- _PROBLEM TO WORK ON_:
Starting with the line that contains "track. Review it and find all matching regions." and continuing through the end of the records below, recast those lines as a JSON list of strings with one string per line, omitting any blank lines.
- - - - - - -
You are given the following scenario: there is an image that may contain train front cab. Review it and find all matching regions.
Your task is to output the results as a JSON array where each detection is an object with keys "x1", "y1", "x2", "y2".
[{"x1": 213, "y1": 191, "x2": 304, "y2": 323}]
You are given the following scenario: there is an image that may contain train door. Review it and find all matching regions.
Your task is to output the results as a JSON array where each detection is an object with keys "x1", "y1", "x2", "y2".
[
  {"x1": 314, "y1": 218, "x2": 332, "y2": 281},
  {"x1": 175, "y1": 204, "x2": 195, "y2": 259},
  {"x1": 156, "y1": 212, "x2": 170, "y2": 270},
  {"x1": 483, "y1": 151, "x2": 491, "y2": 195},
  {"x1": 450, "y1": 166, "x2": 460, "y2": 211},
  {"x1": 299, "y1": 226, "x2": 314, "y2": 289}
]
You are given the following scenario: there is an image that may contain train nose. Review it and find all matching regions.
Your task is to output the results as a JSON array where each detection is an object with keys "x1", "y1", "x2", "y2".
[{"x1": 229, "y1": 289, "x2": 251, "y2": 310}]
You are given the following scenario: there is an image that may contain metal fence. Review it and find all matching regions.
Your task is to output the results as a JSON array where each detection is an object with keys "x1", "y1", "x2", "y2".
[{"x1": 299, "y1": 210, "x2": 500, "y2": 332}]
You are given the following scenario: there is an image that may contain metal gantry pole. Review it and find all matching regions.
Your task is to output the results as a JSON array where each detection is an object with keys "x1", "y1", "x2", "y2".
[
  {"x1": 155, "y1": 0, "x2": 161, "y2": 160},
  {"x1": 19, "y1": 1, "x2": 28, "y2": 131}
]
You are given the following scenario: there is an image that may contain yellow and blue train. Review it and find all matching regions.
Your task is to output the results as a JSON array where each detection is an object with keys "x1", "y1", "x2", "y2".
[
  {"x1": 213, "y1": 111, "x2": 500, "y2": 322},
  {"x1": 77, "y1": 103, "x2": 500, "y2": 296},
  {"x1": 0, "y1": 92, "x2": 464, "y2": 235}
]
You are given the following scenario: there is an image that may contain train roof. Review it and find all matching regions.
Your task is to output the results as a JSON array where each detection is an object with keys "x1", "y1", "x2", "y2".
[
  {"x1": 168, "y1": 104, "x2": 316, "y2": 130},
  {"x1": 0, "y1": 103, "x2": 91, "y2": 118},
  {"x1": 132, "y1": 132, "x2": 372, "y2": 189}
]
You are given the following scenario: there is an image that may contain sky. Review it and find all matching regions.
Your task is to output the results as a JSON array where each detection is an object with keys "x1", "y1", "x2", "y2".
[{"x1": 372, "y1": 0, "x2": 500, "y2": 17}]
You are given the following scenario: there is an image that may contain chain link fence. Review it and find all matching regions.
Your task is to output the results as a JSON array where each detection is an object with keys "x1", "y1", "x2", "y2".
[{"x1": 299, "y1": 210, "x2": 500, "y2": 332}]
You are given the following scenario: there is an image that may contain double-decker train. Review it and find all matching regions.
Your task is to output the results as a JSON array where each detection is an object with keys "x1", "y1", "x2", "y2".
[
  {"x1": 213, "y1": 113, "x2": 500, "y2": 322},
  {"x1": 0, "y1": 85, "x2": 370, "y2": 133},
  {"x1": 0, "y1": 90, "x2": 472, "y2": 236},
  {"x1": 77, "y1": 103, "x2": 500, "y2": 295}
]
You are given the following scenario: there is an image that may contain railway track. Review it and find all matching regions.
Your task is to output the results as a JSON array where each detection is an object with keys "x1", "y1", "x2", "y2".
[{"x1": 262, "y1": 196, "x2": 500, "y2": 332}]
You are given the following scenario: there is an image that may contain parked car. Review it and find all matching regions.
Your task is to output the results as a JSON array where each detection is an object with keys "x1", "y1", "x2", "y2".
- - - - - - -
- _REPLY TO THE TASK_:
[
  "You are given the following scenario: there is an image that may contain railway track. Review it and find all matching regions.",
  "Your task is to output the results as a JSON array where each detection is an object with keys \"x1\", \"y1\", \"x2\", \"y2\".",
  "[{\"x1\": 262, \"y1\": 196, \"x2\": 500, \"y2\": 332}]",
  "You are given the following scenario: there is an image that may contain parked car. Review it and find all matching regions.",
  "Your task is to output the results as a JSON array where each detection is an object with keys \"x1\", \"y1\", \"x2\", \"y2\"."
]